## WHAT TO DO:
Each record below needs to be copied out exactly as it stands.

[Stored data]
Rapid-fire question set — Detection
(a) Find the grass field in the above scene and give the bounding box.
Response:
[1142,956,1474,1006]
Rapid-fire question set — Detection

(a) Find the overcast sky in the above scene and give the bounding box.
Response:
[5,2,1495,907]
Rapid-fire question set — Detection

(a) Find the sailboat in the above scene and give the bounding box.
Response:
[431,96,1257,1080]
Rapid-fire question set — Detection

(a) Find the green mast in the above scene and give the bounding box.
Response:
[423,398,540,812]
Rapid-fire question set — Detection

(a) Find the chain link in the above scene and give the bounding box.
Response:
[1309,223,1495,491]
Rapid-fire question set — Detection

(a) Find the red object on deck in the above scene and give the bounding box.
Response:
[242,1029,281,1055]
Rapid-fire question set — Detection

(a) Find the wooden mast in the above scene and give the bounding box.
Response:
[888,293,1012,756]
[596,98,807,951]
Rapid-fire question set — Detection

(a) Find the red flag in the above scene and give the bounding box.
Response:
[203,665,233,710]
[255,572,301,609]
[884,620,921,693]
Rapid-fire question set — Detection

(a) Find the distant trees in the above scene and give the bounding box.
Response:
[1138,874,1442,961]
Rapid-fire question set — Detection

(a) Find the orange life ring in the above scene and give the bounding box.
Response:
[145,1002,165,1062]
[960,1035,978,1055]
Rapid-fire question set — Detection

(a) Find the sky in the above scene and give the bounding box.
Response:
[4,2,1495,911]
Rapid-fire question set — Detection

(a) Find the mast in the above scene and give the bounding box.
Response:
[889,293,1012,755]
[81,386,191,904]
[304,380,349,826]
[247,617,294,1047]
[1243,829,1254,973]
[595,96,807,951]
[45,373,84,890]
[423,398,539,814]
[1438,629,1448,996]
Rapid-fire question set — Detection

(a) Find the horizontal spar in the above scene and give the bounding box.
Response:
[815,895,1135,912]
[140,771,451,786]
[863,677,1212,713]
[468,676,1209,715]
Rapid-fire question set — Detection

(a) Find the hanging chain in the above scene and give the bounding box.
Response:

## RESPONSE AREA:
Rapid-fire question set — Detection
(a) Find the grass field in the above scene and give the bounding box.
Response:
[1142,956,1474,1006]
Rapid-fire question set — Detection

(a) Find the overcast sky in the above scene and give the bounding box.
Response:
[5,2,1495,907]
Rapid-fire question set — Detection

(a) Find the sailboat in the above scene and give the bounding box.
Response:
[431,96,1257,1080]
Rapid-fire question set — Detection

(a) Find the green mast in the above scene and give the bounding box.
Response:
[423,398,540,812]
Rapid-fire question set — Detection

(a) Find the chain link in the above scene and give the bounding box.
Response:
[1309,223,1495,491]
Rapid-fire question set — Detection

(a) Find the red object on deck in the above scene and give the bounding box.
Response:
[242,1029,281,1055]
Rapid-fire question set — Detection

(a) Find the wooden mast in the above scene and give the bounding box.
Response:
[888,293,1012,756]
[596,98,807,951]
Rapid-fire question set — Detection

(a) Find the red flag in the above scene and give the bounding box.
Response:
[203,665,233,710]
[255,572,301,609]
[884,620,921,693]
Rapid-fire question set — Detection

(a) Find the distant trees in the above scene and give the bounding box.
Response:
[1138,874,1442,961]
Rapid-fire question set — Detection

(a) Find the orange life ring in the above scene and give the bounding box.
Response:
[145,1002,165,1062]
[960,1035,978,1055]
Rapid-fire question set — Detection

(a) Find the sky in the above scene and give the bounding box.
Response:
[4,2,1495,911]
Rapid-fire question set — Detection

(a) Find the mast in the above scene and give the bounding box.
Response:
[889,293,1012,755]
[81,386,191,904]
[304,380,349,826]
[247,617,294,1047]
[1243,829,1254,973]
[595,96,807,951]
[45,373,84,890]
[423,398,539,814]
[1438,629,1448,996]
Rapid-fire question set — Detection

(a) Find the horizontal spar in the above scene and give the bounding box.
Response:
[815,895,1135,912]
[140,771,451,786]
[863,677,1212,713]
[468,676,1209,715]
Rapid-fire question set — Detection

(a) Find the hanging chain in the above scene and give the bounding box.
Response:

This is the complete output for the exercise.